Copy out the records precisely, omitting pictures.

> **Provided entries**
+---+

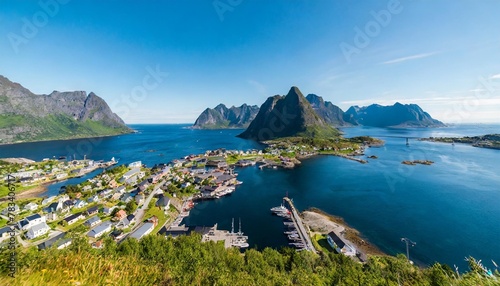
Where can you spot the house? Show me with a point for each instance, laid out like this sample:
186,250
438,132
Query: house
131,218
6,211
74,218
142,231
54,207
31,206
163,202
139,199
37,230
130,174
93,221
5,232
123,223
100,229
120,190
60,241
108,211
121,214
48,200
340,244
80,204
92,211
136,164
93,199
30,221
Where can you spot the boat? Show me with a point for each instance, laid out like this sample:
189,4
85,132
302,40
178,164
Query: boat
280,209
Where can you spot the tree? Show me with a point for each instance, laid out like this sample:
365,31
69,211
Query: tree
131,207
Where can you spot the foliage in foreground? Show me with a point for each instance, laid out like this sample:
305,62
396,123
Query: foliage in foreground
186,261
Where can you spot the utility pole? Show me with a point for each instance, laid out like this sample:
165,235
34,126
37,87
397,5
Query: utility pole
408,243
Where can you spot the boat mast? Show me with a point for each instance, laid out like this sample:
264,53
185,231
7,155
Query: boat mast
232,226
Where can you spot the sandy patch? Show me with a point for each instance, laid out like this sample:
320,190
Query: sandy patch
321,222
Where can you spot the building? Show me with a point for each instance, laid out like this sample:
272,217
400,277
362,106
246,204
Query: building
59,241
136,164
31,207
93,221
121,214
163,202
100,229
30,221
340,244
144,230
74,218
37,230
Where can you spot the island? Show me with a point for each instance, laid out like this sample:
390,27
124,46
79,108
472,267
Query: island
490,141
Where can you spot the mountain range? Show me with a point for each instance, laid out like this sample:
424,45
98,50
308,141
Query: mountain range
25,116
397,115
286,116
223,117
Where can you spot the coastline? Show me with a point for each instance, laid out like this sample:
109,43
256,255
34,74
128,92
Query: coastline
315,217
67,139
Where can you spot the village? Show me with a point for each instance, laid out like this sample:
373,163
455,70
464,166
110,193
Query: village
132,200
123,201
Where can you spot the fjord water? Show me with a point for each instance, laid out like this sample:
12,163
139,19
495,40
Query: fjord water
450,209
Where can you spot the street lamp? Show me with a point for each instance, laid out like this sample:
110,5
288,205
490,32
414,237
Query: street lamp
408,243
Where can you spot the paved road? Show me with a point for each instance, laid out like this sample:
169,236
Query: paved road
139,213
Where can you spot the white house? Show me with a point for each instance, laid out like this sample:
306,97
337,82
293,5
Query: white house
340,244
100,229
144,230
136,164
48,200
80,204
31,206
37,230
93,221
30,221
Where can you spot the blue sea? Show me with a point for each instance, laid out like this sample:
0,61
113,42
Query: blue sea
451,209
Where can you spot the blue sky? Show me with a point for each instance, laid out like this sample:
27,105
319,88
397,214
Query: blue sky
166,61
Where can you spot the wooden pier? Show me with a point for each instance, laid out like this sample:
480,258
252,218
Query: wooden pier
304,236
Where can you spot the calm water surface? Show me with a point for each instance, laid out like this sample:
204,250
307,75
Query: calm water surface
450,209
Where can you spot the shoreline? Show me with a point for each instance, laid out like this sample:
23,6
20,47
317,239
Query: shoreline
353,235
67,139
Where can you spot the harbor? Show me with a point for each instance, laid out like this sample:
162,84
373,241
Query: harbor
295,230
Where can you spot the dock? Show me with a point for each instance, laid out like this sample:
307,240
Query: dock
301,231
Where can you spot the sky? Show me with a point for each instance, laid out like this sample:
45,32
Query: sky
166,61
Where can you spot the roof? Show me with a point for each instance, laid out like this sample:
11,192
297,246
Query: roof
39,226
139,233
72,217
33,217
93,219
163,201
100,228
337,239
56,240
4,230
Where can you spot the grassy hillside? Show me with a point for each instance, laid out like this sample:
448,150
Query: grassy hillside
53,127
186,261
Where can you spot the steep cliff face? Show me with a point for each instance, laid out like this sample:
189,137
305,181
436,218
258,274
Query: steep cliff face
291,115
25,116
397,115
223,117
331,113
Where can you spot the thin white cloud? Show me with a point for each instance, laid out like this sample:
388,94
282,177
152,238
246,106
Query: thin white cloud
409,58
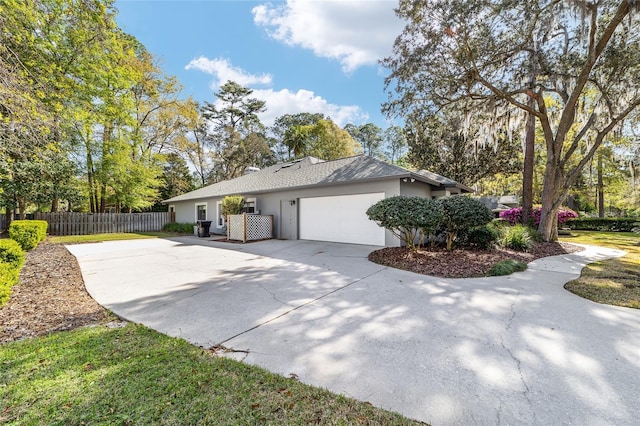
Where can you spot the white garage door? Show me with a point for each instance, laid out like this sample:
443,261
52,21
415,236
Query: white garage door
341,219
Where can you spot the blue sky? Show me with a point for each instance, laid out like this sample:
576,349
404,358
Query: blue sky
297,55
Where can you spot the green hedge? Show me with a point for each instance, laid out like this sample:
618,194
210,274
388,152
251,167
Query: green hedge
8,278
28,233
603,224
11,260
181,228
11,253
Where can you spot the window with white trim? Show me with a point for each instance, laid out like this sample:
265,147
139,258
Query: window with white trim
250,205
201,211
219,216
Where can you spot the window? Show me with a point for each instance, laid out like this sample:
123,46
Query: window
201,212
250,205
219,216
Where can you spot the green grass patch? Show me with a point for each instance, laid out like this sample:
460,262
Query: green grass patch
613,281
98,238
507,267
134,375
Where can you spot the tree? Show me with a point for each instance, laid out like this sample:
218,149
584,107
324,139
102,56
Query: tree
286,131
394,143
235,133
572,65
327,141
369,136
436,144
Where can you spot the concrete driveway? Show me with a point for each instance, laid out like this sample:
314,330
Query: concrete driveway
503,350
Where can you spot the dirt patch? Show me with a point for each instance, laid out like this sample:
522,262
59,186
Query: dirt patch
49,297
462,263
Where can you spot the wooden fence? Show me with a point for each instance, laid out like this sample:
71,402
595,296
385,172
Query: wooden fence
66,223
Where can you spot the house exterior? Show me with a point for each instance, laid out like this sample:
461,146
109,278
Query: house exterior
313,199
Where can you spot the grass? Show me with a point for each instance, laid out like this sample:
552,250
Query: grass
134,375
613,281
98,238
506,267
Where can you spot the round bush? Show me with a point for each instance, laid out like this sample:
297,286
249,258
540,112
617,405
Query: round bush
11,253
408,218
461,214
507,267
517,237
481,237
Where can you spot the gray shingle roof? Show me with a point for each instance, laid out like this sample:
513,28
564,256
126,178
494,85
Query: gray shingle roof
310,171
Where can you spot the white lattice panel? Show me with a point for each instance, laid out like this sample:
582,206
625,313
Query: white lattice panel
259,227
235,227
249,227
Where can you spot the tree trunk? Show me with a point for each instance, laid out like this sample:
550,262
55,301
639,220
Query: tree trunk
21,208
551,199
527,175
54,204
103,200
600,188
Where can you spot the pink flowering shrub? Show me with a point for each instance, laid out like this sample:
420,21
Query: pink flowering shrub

+---+

> **Answer**
Where can you spot the house? Show me with a point for each instance, laid out like this sample:
186,250
438,132
Query: house
131,218
6,211
74,218
142,231
54,207
31,206
163,202
139,199
37,230
130,174
93,221
5,232
123,223
100,229
120,190
60,241
108,211
121,214
48,200
340,244
80,204
92,211
136,164
93,199
30,221
Where can you spot the boat? Show me with a point for each instance, laid out like this sample:
189,4
85,132
302,40
178,164
Query: boat
280,209
Where can you spot the tree? Show me with a point for each instance, laid out like this sample:
365,31
69,211
Query: tree
131,207
Where can you spot the foliage in foreground? Show me with a point for each instance, laid out like this sample:
305,62
396,123
Query: foliage in foreground
186,261
Where can you spot the utility pole? Show me with a point for each instance, laid out like this sample:
165,235
34,126
37,87
397,5
Query: utility pole
408,243
Where can you spot the boat mast? Show me with a point for each instance, laid out like this sample:
264,53
185,231
7,155
Query: boat mast
232,226
Where can you spot the sandy patch? Show me with a point for each instance, laid out like this sample:
320,190
Query: sandy patch
321,222
Where can you spot the building? Show me with a point for each instance, laid out like this sample:
272,217
400,277
362,106
246,204
Query: building
59,241
136,164
31,207
93,221
121,214
163,202
100,229
30,221
340,244
144,230
74,218
37,230
Where can you spot the island? Show me with a point for each instance, laid out like this sample:
390,27
124,46
79,108
472,267
Query: island
490,141
Where can you spot the mountain range? Show me with a point for each instance, laid out like this sample:
424,45
98,50
308,141
Query: mountain range
25,116
397,115
286,116
223,117
Where can you spot the coastline? Show me with a point for each instance, laid out like this sample:
109,43
256,255
34,74
128,92
Query: coastline
315,217
67,139
Where can you spot the village? Show me with a point for each instance, laid out like this sample:
373,163
455,70
464,166
110,193
Query: village
132,200
123,201
Where can you spot the fjord water? Show me with a point for each instance, laid out like this sample:
12,163
139,19
495,40
Query: fjord water
450,209
Where can you spot the street lamp? Show me with a point for each instance, laid out like this sample:
110,5
288,205
490,32
414,237
Query: street lamp
408,243
Where can you spot the paved road? Show me with a point for each instance, laid out like this sample:
169,236
Query: paved road
139,213
Where can you spot the white house? Show me with a point for each instance, laid out like this sample:
306,97
337,82
293,5
Query: white house
340,244
100,229
144,230
136,164
48,200
80,204
31,206
37,230
93,221
30,221
Where can you spot the blue sea? Show me with a point for each instance, laid out like this sample:
0,61
113,42
Query: blue sea
451,209
Where can you spot the blue sky? Show me with a point for each instance, laid out like this sample:
27,105
319,88
397,214
Query: blue sky
166,61
Where can you spot the wooden pier? Show me with a point for each instance, laid out like this sample:
480,258
252,218
Query: wooden pier
304,236
Where can you spot the calm water surface? Show me with a point for each instance, laid out like this sample:
204,250
307,75
Query: calm water surface
450,209
Where can you spot the shoreline? Show me with a point for each instance, laid out like this sample:
23,6
20,47
317,239
Query: shoreline
353,235
67,139
Where can you spot the harbor? Show me with a point for each instance, laid out like this sample:
162,84
373,241
Query: harbor
295,230
Where can you spot the dock? Show me with a point for each instance, laid out like this sample:
307,240
Query: dock
301,231
Where can you spot the sky? Show me with a point for each instance, laid out like this sample:
45,32
Query: sky
166,61
Where can you spot the roof? Show me with a point for each instance, laid out like this sample:
11,192
297,246
Query: roof
39,226
139,233
72,217
33,217
93,219
163,201
100,228
337,239
56,240
4,230
Where can you spot the grassy hillside? Show me with a point for each instance, laid out like this sample:
448,150
Query: grassy hillside
53,127
186,261
Where can you spot the steep cliff face? Show me with a point for each instance, laid out like this sample:
189,137
305,181
436,218
258,274
Query: steep cliff face
291,115
25,116
397,115
223,117
331,113
Where can you spot the thin white cloud? Show me with a point for each instance, laid out like this sample:
388,94
282,177
152,238
246,106
Query: thin white cloud
409,58
Where can you spot the white garage door? Show me with a point for each instance, laid out like this sample:
443,261
52,21
415,236
Query: white garage door
341,219
Where can you spot the blue sky? Show me with a point for each instance, laid out like this sample:
576,349
404,358
Query: blue sky
297,55
Where can you spot the green hedge? Show me with a point for each instance, laid out like this sample:
618,194
210,274
388,152
251,167
Query: green hedge
8,278
28,233
603,224
11,260
181,228
11,253
Where can you spot the window with white trim? Show me with a point for each instance, laid out like this sample:
265,147
139,258
Query: window with white trim
250,205
201,211
219,216
Where can you spot the window? Show me with a point for each instance, laid out like this sample:
123,46
Query: window
201,212
250,205
219,216
Where can you spot the green grass patch? Show me with a point for each instance, laid out like this sample:
460,262
Query: green grass patch
613,281
98,238
507,267
134,375
Where can you spot the tree? Show me with a point for each instance, laid out like this sample:
218,149
584,107
324,139
102,56
Query: tree
286,131
394,143
235,133
572,65
327,141
369,136
436,144
Where can you spot the concrete driveway? Show me with a point for each instance, laid out like this sample:
314,330
Query: concrete driveway
503,350
Where can you spot the dirt patch? Show me with a point for each instance, laid out like this sample:
522,262
59,186
Query: dirt patch
49,297
462,263
Where can you spot the wooden fence? Show me with a point for each instance, laid out like this sample:
71,402
595,296
385,172
Query: wooden fence
66,223
Where can you spot the house exterior? Show me with a point for each instance, laid out like this sample:
461,146
109,278
Query: house exterior
313,199
Where can you spot the grass? Show me with a point for each instance, laid out like this sample:
552,250
Query: grass
134,375
613,281
98,238
506,267
Where can you spot the round bush? Show me with a point for each instance, laid out like this sample:
297,286
249,258
540,112
617,405
Query: round bush
11,253
408,218
461,214
507,267
517,237
481,237
Where can you spot the gray shingle roof? Show me with a point for each instance, laid out like this sample:
513,28
564,256
126,178
494,85
Query: gray shingle roof
310,171
Where can you spot the white lattice panel? Show me with a point for each instance, laid out like this sample:
582,206
625,313
Query: white lattice panel
259,227
235,227
249,227
Where can you spot the tree trunk? Show me with a point for each instance, laid out like this sample:
550,262
55,301
639,220
Query: tree trunk
21,208
551,199
527,175
54,204
103,200
600,188
Where can you spot the pink flowering shrub? Show me with a point for each instance, laid out like this sample:
420,21
Query: pink flowering shrub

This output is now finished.